==== Provided information ====

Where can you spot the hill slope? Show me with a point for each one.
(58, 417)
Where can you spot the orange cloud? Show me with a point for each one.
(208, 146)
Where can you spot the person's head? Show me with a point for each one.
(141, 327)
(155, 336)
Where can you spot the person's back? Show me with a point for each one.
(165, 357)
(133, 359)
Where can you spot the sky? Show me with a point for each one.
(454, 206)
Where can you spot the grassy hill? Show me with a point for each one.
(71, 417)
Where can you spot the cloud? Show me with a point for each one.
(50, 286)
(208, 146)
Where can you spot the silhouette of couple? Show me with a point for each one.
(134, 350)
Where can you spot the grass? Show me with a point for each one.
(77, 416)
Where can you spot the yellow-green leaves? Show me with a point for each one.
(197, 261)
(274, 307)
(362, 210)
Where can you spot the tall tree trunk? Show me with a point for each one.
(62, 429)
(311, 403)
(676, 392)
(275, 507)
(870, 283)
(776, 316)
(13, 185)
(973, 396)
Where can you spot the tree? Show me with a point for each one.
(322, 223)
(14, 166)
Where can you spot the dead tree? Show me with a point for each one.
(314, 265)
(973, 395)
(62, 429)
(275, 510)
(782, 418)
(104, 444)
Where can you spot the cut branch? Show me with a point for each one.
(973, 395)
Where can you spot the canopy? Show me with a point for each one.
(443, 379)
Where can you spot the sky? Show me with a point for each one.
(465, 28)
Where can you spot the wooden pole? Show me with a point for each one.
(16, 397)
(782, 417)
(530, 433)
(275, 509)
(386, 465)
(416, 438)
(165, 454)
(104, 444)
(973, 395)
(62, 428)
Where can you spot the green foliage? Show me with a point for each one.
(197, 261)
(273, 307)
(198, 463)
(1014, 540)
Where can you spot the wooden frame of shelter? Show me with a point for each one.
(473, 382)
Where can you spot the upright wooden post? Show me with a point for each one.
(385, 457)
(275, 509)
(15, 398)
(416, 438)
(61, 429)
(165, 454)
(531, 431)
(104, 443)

====
==== Provided information ====

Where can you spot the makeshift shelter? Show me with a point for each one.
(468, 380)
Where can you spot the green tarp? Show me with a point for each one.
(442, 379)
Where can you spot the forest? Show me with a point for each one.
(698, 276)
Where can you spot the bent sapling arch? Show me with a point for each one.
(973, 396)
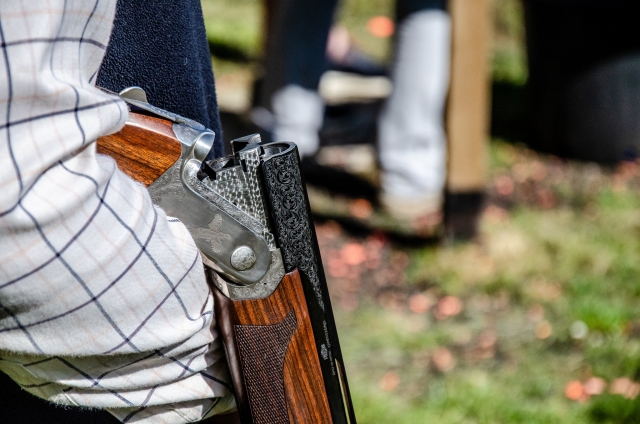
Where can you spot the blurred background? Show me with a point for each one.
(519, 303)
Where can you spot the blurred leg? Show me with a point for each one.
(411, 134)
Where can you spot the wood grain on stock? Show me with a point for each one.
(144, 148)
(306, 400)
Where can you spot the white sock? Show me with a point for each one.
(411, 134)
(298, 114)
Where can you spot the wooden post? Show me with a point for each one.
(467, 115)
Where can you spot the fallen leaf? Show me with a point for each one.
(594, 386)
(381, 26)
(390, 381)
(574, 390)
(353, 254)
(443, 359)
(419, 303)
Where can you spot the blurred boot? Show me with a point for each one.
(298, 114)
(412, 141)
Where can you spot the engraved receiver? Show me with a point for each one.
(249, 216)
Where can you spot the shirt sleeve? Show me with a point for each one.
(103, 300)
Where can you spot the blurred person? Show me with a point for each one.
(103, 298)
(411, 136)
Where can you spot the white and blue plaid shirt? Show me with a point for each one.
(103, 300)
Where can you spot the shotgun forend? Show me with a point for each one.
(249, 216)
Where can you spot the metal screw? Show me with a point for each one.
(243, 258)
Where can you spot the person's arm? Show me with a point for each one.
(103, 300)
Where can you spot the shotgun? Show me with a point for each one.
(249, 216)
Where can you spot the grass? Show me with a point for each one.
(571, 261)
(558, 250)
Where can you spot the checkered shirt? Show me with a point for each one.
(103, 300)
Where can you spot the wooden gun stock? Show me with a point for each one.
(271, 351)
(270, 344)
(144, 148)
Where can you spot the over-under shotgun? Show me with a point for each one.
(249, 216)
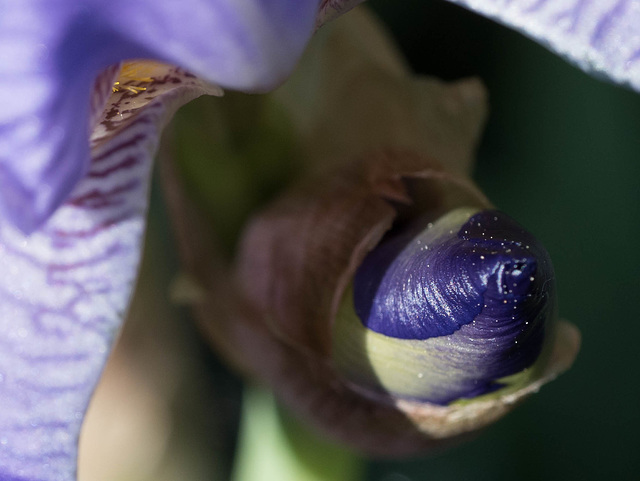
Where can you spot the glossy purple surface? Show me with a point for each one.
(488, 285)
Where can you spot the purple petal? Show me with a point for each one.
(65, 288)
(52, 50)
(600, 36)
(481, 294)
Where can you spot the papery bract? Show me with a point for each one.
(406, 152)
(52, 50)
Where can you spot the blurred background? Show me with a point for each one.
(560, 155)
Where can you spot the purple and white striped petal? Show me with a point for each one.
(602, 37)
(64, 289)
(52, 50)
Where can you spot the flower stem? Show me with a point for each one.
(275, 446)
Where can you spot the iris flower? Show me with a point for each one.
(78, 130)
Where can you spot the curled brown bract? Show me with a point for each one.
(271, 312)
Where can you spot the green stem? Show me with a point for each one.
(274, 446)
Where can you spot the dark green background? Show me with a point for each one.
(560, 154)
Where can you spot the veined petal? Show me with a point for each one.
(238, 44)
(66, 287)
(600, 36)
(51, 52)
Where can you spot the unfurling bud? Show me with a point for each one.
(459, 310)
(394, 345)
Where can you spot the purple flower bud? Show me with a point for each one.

====

• _Aim of the exercise_: Restate word for word the lines in the material above from the one with "Where can you spot the unfurling" to the one with "Where can you spot the purple flower"; both of those lines count, and nothing else does.

• _Answer to this exercise_:
Where can you spot the unfurling bud? Show me with a point for each one.
(459, 310)
(394, 345)
Where can you spot the purple flower bud? Show me with a point for each one.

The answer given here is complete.